The big picture: Describe your vision for a game-changing future technology. Why is it new? What difference would it make for Europe's economy, society and citizens?

There exists no disease-modifying therapy for Alzheimer’s disease.  All approaches to treatment of advanced Alzheimer’s have failed, in part due to irreversible damage to parts of the brain that are associated with memory.  Focus in Alzheimer’s research is therefore shifting from treatment of advanced disease to early detection of markers of disease combined with early therapeutic intervention of high-risk individuals.  In order to do so, novel, extremely sensitive methods are required to detect disease markers ten to twenty years before the onset of cognitive decline.  One promising candidate for such a disease marker is amyloid-beta, a peptide that forms aggregates and accumulates in the form of senile plaques in the brain of Alzheimer’s patients.  The presence of these amyloid plaques is indeed one of the hallmarks of the disease, as described by Dr. Alois Alzheimer more than 100 years ago.

▶ _RECORD EXCERPTS_:
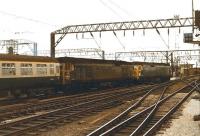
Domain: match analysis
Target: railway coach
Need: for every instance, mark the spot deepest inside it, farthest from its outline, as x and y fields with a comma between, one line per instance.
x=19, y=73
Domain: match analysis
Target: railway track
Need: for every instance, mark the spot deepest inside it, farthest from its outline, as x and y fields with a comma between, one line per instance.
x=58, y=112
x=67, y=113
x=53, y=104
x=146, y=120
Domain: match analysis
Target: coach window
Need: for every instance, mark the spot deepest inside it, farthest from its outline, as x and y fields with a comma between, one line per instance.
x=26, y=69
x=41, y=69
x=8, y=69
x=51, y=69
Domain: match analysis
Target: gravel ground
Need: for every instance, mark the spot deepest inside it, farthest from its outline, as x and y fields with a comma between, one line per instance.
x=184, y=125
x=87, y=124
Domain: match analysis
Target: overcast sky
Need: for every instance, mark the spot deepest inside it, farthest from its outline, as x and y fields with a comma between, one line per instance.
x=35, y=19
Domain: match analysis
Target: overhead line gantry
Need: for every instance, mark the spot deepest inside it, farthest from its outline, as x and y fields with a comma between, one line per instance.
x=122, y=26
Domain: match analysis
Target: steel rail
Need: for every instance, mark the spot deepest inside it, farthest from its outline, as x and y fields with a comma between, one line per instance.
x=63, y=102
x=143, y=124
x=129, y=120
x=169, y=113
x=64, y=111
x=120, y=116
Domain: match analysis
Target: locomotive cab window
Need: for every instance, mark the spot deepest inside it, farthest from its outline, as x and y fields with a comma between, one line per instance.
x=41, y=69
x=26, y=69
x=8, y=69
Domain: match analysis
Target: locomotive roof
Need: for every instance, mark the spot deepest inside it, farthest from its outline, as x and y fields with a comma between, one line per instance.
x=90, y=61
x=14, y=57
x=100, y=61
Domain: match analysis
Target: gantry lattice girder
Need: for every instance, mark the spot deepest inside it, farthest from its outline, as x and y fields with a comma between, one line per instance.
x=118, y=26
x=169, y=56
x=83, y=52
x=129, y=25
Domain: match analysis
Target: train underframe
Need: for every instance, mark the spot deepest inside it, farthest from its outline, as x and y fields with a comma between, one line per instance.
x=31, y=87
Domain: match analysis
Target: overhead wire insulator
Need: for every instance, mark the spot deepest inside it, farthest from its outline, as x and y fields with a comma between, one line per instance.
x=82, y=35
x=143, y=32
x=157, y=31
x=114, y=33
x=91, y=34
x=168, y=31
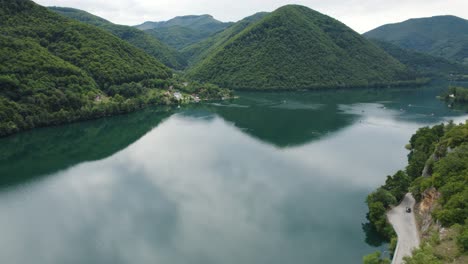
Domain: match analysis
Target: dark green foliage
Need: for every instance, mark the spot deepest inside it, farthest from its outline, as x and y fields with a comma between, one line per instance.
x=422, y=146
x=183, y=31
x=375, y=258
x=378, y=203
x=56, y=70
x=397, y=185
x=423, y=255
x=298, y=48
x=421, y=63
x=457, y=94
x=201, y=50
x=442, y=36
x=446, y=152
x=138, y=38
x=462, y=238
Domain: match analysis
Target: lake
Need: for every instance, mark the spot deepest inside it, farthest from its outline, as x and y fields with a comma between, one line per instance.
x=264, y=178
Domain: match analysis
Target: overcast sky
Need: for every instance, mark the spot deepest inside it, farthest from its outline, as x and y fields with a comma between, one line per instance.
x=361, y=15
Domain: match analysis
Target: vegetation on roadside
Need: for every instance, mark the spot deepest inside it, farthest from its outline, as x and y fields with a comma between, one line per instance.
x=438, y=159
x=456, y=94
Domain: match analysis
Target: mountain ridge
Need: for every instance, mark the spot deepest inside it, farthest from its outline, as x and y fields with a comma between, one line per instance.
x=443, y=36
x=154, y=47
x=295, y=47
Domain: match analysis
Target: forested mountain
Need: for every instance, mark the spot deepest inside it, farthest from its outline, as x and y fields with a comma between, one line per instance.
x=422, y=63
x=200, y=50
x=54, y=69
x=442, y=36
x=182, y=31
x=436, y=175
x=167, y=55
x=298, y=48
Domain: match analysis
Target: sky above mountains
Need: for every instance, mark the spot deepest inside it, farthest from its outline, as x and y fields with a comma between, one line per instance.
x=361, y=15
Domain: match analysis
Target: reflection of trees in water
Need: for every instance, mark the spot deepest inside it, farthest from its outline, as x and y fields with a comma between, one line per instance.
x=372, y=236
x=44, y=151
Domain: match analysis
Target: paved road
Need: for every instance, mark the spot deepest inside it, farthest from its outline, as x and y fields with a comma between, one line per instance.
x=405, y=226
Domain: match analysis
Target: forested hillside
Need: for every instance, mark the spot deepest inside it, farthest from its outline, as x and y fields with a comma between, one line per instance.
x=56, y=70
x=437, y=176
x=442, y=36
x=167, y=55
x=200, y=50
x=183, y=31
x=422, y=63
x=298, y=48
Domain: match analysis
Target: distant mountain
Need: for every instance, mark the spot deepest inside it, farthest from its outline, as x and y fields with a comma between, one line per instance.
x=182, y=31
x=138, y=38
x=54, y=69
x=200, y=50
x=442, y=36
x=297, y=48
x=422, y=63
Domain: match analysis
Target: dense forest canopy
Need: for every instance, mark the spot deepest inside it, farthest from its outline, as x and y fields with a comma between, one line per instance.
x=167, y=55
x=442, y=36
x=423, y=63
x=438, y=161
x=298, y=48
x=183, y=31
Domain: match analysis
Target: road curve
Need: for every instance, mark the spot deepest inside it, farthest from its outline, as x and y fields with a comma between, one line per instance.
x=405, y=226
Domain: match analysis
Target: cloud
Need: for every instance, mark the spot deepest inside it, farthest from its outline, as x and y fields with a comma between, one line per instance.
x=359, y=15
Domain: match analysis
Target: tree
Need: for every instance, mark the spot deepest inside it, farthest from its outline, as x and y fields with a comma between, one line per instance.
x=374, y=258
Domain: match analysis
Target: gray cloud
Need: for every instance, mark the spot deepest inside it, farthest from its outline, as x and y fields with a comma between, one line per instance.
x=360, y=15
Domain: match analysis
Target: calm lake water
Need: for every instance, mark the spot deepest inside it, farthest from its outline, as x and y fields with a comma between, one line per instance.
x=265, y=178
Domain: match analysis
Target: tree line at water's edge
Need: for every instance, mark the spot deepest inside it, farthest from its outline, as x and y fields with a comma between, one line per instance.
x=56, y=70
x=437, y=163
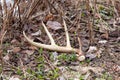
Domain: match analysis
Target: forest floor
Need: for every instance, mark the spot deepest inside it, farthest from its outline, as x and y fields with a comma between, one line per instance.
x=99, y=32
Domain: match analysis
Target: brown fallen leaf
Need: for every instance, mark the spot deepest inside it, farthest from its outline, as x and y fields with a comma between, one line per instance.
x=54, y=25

▶ _PROBLEM 1_:
Answer these from the Alzheimer's passage:
(a) How long before the onset of cognitive decline must the new methods detect disease markers?
(b) Which peptide is named as a promising candidate for a disease marker?
(c) Who described amyloid plaques as a hallmark of the disease more than 100 years ago?
▶ _PROBLEM 2_: Retype the portion of the Alzheimer's passage starting at "The big picture: Describe" and ending at "society and citizens?", copying every word and mark without change.

▶ _YOUR SOLUTION 1_:
(a) Ten to twenty years.
(b) Amyloid-beta.
(c) Dr. Alois Alzheimer.

▶ _YOUR SOLUTION 2_:
The big picture: Describe your vision for a game-changing future technology. Why is it new? What difference would it make for Europe's economy, society and citizens?